Avant que le pilote automatique ne soit déconnecté, il empêchait l'avion de s'incliner vers la gauche. Comme il a été déconnecté, l'équipage a perdu toute protection du pilote automatique. Avec le commandant entamant un virage à gauche, le 737 s'est incliné jusqu'à atteindre son angle d'inclinaison maximal autorisé en vol, et a pris un roulis de 90° vers la gauche. Le nez de l'avion s'est alors abaissé et l'avion s'est renversé sur le dos, avant de descendre rapidement vers la mer de Java.
Le copilote Mamahit a alerté le commandant Afwan concernant l'angle d'inclinaison, l'avertissant que l'avion venait d'entrer dans un plongeon en piqué. Réalisant son erreur, le commandant de bord a tiré sur le manche vers l'arrière et a tenté de corriger la plongée de l'avion. En raison du fait qu'il était sur le dos lors de la chute, l'avion est descendu plus rapidement et les actions du commandant a conduit à une augmentation du taux de descente. Les données de vol indiquent que quatre minutes après le décollage, l'avion a chuté de 10 000 pieds (3 000 m) en l'espace d'une minute[5]. Selon les données d'AirNav Systems(en), la phase de montée du vol 182 a été interrompue par une chute rapide de l'altitude de 10 900 à 7 650 pieds (3 320 à 2 330 m) à 07h40 UTC.

### DONNÉES FOURNIES
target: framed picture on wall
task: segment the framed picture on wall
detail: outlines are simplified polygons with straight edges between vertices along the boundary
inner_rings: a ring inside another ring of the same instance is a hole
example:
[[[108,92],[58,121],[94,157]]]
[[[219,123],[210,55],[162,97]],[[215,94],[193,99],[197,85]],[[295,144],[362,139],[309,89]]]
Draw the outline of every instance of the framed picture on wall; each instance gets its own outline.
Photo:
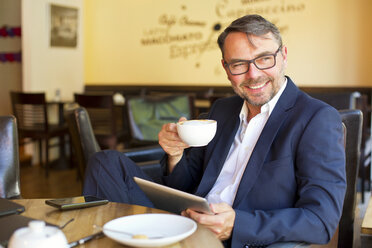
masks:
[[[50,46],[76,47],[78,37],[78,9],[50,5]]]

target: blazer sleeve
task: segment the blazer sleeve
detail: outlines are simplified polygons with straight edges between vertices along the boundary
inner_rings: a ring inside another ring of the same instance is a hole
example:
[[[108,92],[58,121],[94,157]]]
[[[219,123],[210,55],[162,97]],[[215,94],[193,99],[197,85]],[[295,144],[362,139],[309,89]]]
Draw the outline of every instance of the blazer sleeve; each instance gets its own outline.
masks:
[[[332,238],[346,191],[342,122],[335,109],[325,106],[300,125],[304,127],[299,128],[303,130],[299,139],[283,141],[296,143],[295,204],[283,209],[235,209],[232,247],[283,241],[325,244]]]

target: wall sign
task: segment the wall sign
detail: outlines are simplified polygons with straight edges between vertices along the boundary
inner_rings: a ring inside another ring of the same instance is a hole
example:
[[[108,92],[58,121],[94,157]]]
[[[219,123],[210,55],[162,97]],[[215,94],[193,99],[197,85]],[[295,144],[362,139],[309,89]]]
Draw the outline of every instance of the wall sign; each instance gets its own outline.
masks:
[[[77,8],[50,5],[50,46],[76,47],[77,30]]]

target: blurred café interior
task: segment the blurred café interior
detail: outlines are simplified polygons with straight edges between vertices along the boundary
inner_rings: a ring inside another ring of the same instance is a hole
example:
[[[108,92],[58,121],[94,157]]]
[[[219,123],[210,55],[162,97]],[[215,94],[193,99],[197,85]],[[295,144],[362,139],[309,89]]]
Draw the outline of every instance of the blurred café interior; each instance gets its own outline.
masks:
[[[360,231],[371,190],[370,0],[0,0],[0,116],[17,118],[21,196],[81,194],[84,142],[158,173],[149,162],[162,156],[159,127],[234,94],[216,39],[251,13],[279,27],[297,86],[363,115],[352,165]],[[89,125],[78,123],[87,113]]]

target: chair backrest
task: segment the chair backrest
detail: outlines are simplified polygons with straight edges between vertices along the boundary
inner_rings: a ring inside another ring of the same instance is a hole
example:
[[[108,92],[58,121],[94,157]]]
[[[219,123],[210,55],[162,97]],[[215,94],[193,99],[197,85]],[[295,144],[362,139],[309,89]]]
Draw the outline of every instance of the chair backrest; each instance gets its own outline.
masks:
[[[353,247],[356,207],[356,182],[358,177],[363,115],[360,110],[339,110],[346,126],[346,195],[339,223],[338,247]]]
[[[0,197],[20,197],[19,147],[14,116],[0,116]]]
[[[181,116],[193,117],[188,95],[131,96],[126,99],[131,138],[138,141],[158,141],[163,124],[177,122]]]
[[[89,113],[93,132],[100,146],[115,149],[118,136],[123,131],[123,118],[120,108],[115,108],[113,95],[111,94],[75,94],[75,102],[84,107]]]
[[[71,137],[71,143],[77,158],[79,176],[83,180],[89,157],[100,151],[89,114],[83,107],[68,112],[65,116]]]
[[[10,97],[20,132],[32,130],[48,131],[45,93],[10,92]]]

### CONSIGNES
1. D'après le texte sur le vol 182, de combien l'avion a-t-il chuté en l'espace d'une minute ?
2. Recopiez le passage du texte sur le vol 182 qui commence aux mots « Le copilote Mamahit » et s'arrête après « à 07h40 UTC. ».
3. Donnez la suite du texte sur le vol 182 à partir de sa dernière phrase.
Les lignes n'ont aucun lien avec le texte sur le vol 182.

### CORRIGÉ
1. De 10 000 pieds (3 000 m).

2.
Le copilote Mamahit a alerté le commandant Afwan concernant l'angle d'inclinaison, l'avertissant que l'avion venait d'entrer dans un plongeon en piqué. Réalisant son erreur, le commandant de bord a tiré sur le manche vers l'arrière et a tenté de corriger la plongée de l'avion. En raison du fait qu'il était sur le dos lors de la chute, l'avion est descendu plus rapidement et les actions du commandant a conduit à une augmentation du taux de descente. Les données de vol indiquent que quatre minutes après le décollage, l'avion a chuté de 10 000 pieds (3 000 m) en l'espace d'une minute[5]. Selon les données d'AirNav Systems(en), la phase de montée du vol 182 a été interrompue par une chute rapide de l'altitude de 10 900 à 7 650 pieds (3 320 à 2 330 m) à 07h40 UTC.

3.
Le commandant Afwan a réussi à presque mettre les ailes à plat et à relever le nez jusqu'à mettre l'avion en palier, mais à ce moment-là, il n'avait plus une marge de manœuvre suffisante pour récupérer la situation à temps, car l'altitude était trop basse et la vitesse de l'avion était trop élevée. Le vol 182 s'est écrasé, avec le ventre en premier, dans les eaux de la mer de Java, à 19 km de l'aéroport. La violence de l'impact a pulvérisé l'appareil, tuant sur le coup les 62 personnes à bord. Selon les enregistrements de l'ATC, il n'y a pas eu d'appel de détresse pendant toute la durée du vol.
Recherche et sauvetage
La marine indonésienne indique rapidement que les coordonnées de l'impact ont pu être établies[6]. Des bateaux sont déployés sur le site, entre les îles de Laki et de Lancang, dans les Îles Seribu[1].
Des pêcheurs témoignent avoir observé l'accident : « L'avion est tombé comme un éclair dans la mer et a explosé dans l'eau. C'était assez proche de nous, les éclats d'une sorte de contreplaqué ont presque touché mon navire. » Des premiers débris sont rapidement retrouvés : « Nous avons trouvé des câbles, un morceau de jean et des morceaux de métal »[7].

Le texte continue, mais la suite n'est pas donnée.